- [Your objective]
Lines to restate from the data below: from the one containing "white shirt collar" to the one containing "blurred shoulder", both included. Give them again exactly, and only them.

- [Material shown]
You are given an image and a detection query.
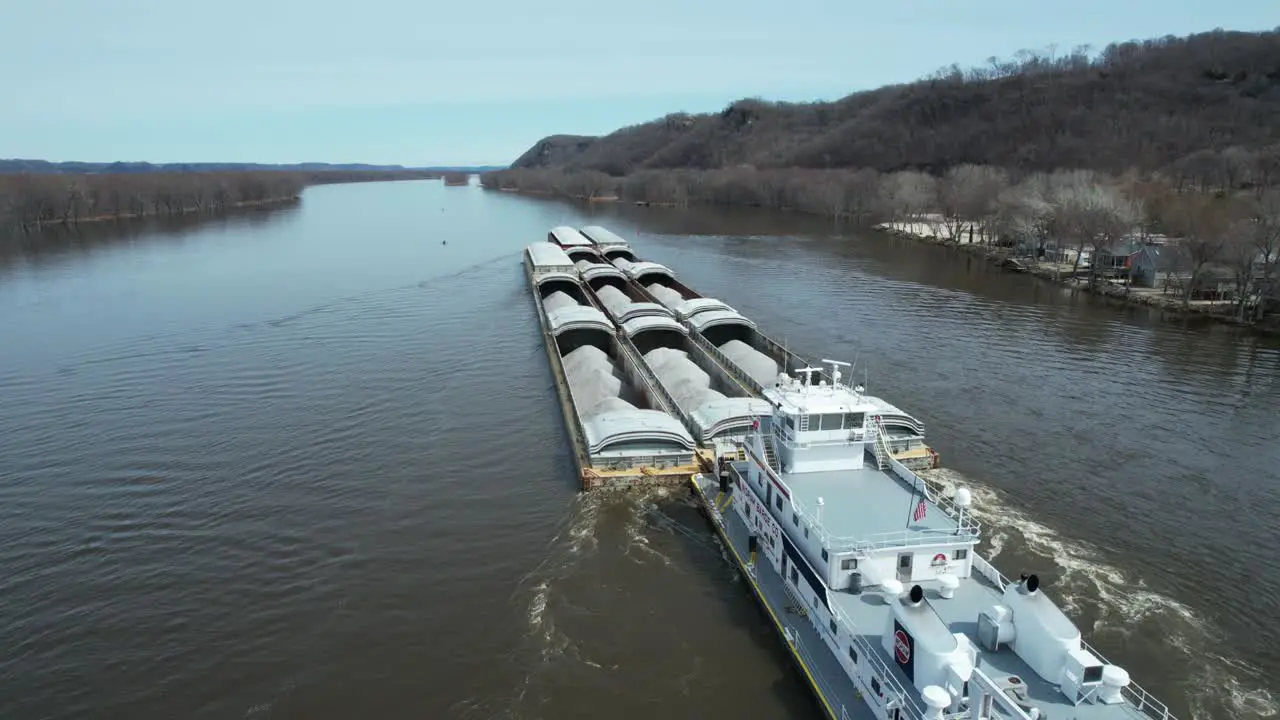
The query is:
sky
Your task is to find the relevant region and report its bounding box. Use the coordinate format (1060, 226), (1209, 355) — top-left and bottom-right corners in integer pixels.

==

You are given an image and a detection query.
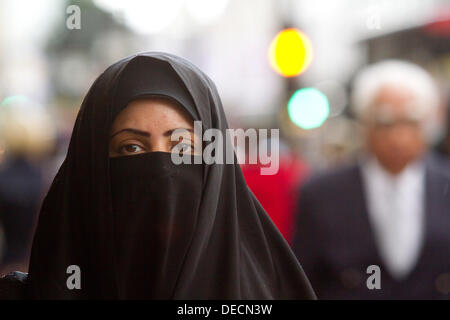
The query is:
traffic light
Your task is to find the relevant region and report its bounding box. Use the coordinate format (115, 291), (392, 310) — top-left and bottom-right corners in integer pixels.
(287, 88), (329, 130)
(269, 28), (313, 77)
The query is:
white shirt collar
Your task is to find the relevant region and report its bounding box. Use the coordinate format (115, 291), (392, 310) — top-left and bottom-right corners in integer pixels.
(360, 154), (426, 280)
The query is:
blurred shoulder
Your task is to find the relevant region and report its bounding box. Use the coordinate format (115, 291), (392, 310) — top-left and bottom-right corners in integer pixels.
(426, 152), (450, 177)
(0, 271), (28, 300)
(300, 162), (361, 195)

--

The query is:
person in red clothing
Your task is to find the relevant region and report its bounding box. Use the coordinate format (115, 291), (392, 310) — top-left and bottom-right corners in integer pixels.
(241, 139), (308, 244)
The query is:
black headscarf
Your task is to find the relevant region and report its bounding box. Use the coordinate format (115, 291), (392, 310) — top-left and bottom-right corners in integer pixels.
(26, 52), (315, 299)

- [Finished task]
white shirt collar
Your task is to find the relevant region and report its bounding box. Use the coordinate format (115, 291), (392, 310) — top-left and bottom-right corners in integer pixels.
(360, 154), (426, 280)
The query is:
blurred shoulder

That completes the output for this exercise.